> [Short exercise] Extract the line that contains "Tag each instance of the fishing" and every line after it to the end of the records below, exactly as written and nothing else.

> [Task inputs]
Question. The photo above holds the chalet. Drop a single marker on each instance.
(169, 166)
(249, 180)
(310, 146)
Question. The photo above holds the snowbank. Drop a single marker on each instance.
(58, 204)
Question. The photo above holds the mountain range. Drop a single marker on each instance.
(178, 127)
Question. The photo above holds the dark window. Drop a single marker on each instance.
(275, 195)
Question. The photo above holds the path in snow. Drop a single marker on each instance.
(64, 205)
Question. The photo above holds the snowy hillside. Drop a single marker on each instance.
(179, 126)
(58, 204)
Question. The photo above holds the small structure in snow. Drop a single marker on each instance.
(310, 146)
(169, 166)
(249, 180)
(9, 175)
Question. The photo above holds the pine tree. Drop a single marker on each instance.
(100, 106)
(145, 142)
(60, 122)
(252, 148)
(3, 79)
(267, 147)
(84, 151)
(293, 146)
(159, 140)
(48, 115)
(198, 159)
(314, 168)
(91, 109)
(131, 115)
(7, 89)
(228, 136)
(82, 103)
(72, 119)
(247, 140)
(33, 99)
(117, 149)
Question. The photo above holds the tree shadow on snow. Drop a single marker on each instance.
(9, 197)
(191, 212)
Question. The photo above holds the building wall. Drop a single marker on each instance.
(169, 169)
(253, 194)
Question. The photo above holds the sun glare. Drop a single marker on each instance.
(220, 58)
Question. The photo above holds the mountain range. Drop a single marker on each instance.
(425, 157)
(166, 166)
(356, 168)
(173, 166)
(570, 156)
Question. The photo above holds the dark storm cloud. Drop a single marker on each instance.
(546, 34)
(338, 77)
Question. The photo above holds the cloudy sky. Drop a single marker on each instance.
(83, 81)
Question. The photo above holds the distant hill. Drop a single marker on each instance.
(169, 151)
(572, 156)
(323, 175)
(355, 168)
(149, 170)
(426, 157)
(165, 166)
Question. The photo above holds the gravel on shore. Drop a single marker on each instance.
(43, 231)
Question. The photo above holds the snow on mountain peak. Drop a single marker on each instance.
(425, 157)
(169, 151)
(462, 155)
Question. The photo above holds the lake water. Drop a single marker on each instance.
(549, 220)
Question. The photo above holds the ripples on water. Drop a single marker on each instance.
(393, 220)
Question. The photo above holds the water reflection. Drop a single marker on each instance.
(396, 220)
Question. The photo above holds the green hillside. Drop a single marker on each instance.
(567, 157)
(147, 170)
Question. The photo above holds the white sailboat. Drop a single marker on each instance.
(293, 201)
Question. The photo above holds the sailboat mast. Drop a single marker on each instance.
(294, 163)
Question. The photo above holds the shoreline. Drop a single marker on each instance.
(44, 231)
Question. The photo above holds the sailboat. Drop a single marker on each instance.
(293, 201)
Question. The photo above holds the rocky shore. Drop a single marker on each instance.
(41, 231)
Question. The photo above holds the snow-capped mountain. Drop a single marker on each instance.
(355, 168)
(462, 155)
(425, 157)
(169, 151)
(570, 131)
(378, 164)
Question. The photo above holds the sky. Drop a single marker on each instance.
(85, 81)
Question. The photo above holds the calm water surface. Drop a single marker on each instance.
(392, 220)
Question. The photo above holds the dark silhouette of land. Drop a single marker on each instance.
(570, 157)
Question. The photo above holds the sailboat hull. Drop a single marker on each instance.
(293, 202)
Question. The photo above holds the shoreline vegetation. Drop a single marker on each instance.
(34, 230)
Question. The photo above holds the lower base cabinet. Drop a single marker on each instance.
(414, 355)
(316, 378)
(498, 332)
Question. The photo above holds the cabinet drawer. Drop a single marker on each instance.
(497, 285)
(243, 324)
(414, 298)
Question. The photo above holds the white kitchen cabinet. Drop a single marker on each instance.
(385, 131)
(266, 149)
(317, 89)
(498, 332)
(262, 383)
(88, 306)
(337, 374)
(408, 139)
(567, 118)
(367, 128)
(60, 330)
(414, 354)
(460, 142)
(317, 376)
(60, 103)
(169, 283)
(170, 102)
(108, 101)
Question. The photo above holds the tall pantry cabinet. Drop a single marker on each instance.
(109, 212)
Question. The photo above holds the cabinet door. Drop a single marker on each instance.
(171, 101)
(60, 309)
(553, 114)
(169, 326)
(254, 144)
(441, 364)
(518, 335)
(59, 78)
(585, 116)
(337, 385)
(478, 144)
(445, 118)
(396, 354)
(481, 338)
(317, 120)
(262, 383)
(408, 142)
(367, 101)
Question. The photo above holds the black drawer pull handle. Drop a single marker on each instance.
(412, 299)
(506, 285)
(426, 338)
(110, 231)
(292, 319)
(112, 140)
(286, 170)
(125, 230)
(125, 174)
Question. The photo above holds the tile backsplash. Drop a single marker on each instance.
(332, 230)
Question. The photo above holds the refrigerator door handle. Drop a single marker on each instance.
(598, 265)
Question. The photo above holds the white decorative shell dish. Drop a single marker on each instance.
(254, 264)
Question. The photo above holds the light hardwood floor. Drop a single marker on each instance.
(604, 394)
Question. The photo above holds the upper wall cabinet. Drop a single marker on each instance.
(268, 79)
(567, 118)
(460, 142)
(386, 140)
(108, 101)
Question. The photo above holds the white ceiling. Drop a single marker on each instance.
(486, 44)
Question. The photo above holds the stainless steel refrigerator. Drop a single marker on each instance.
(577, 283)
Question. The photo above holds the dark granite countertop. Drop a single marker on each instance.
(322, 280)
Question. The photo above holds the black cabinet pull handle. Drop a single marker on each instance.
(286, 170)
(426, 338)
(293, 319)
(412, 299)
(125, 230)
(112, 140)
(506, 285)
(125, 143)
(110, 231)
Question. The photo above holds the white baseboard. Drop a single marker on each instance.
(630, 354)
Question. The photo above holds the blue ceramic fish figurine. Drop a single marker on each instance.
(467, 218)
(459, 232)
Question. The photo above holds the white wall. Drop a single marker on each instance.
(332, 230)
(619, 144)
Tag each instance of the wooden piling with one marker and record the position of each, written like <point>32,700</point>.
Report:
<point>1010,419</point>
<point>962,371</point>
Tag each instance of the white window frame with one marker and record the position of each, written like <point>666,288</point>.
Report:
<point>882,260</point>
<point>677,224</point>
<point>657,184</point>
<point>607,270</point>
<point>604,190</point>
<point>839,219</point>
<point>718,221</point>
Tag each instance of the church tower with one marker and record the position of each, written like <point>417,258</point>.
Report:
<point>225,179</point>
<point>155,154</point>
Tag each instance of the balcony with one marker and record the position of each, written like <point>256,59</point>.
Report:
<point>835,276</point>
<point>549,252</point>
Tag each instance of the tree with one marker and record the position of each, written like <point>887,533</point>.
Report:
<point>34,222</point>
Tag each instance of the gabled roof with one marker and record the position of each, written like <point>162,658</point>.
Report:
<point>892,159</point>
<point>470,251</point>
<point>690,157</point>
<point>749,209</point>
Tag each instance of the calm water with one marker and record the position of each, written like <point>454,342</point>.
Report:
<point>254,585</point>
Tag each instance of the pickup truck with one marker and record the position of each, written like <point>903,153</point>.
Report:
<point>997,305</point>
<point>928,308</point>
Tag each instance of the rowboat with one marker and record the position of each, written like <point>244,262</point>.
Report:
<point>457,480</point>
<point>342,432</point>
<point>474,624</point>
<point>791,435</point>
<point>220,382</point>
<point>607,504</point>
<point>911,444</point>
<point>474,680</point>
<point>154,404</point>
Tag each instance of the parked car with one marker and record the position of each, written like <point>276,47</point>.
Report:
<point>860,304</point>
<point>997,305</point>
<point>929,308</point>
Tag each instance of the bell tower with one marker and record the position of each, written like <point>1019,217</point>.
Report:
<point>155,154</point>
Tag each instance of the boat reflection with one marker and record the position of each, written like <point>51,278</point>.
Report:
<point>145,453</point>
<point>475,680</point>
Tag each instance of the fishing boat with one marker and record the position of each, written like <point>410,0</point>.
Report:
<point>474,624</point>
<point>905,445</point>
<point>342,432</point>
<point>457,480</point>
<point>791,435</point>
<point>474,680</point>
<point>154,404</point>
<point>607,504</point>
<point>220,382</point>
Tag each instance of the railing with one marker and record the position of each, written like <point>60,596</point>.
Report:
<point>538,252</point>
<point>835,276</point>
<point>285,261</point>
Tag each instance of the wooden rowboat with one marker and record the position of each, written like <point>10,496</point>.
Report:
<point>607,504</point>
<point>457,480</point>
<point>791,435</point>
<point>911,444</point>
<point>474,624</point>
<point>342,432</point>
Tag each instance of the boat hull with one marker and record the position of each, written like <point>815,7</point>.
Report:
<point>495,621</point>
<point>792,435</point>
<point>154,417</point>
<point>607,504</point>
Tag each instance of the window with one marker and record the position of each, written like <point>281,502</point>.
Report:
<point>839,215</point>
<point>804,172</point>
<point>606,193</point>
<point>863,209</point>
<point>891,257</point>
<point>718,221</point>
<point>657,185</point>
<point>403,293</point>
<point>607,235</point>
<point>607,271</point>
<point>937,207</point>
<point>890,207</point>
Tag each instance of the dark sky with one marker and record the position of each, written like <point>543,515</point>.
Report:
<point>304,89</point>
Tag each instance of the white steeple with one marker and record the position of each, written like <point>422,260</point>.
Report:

> [Task answer]
Tag each instance of the fishing boat with one marker and record the position of each, written like <point>410,0</point>.
Report:
<point>474,624</point>
<point>905,445</point>
<point>342,432</point>
<point>457,480</point>
<point>791,435</point>
<point>474,680</point>
<point>154,404</point>
<point>607,504</point>
<point>220,382</point>
Tag each instance of the railing with one marker and record the position of each, written like <point>60,596</point>.
Report:
<point>538,252</point>
<point>835,276</point>
<point>285,261</point>
Tag each instance of the wooden rowboat with one marker and record the position of each, written like <point>10,496</point>.
Report:
<point>607,504</point>
<point>457,480</point>
<point>791,435</point>
<point>911,444</point>
<point>474,624</point>
<point>342,432</point>
Tag each instance of the boat hull with one marker and record the position of each, written like <point>815,7</point>.
Report:
<point>495,621</point>
<point>792,435</point>
<point>154,417</point>
<point>607,504</point>
Tag each instance of the window with one marker and record the position of each, written like <point>281,502</point>.
Report:
<point>839,215</point>
<point>804,172</point>
<point>606,193</point>
<point>863,209</point>
<point>891,257</point>
<point>718,221</point>
<point>657,185</point>
<point>403,293</point>
<point>607,235</point>
<point>607,271</point>
<point>937,207</point>
<point>890,207</point>
Tag each instance of the dark sky with one marker and record the position of each, written like <point>543,515</point>.
Report:
<point>304,89</point>
Tag each instance of the white steeple with one marker and record the position of each, written like <point>422,260</point>.
Report:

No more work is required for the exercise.